:: Given passage ::

┌────────

Media platforms such as France24, Guardian Open-source and Telegraph co.uk, have provided copyright remedies or attribution, (through using open-source platforms) over a period of some years to allow for ground-up access to mass-media by individuals and artists.

There is an inherent responsibility on the part of legislators to allow for innovation and open-source work to develop for fear of ossification by what is sometimes referred to as mainstream media. In free-speech terms , current media tends to be quite male-dominated and uncaring of women’s perspective in issues that are often made invisible by the signal to noise level of mass media. There is a responsibility to protect and nurture free-speech in relation to avant-garde web-use by women, by artists and by those people who are using the web in an innovative manner. To that end one wonders why media and government have been under-utilising open source and other modes of communication that have been developed over a generation?

There is a very real danger of removing the artist’s choice in how s/he wishes their work to be used and allowing that decision to be made by an intermediary,hence an entity who profits from the original works of other people. Review of copyright in arts practice begins at the level of artistic creation and not at the level of sales.

Use of social-media by artists, rights-holders and innovators.

The Harriet Monroe Institute of The Poetry Foundation , and the Center for Social Media (U.S) have been leading on issues pertinent to artists with regard to Fair-use and online distribution of original works I have cited this discussion before in my July 2011 submission to DETI on ‘Radical Copyright Reform’.

Artists wish for attribution and fair-use policies to both protect and allow for the online distribution of their original works. The difference between the development of a fair-use doctrine in the US and in Ireland is that the issue is led not by business,  but by those people who understand creative practice. The fact that the discussion here in relation to copyright reform and to isp-blocking has been led by increasingly narrow interests, with little desire to communicate widely on issues of pertinence to originators: innovators , poets , artists, and those who use licences to protect their work.

The severe limitation here is that there appears to be a generational bias that does not countenance how artists are actually using blogging and tech platforms that are available to them. The matter of choice in how one accesses a song or poem is reduced to a profit-based understanding of artistry. Many bands and artists are streaming their original works online and fully utilising social-media to reach mass-distribution levels for their works. In cutting out the middle-men they are working directly with their audiences to bring their work to newer and younger audiences who use online very naturally and have little awareness of issues like copyright. The reduction of , or threatening of social-media methodologies of arts transmission could actually impact an entire generation who rightly perceive the use of blocking tools to be a desperate and badly educated attempt to corner profit for those people who have thrived on other’s work and who proffer a mostly limited idea of what is actually entertaining for young people.

└────────

:: Data listing ::
┌────────

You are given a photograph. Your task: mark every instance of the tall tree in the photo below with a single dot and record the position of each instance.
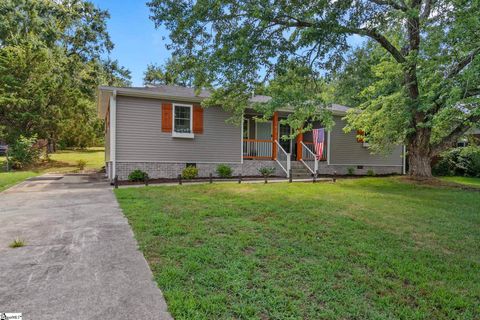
(50, 66)
(431, 76)
(173, 72)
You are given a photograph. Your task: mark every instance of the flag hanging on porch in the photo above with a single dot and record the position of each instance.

└────────

:: Given task ::
Translate into Spanish this sentence from the passage on copyright and artists: "Review of copyright in arts practice begins at the level of artistic creation and not at the level of sales."

:: Response below ::
La revisión de los derechos de autor en la práctica artística comienza en el nivel de la creación artística y no en el nivel de las ventas.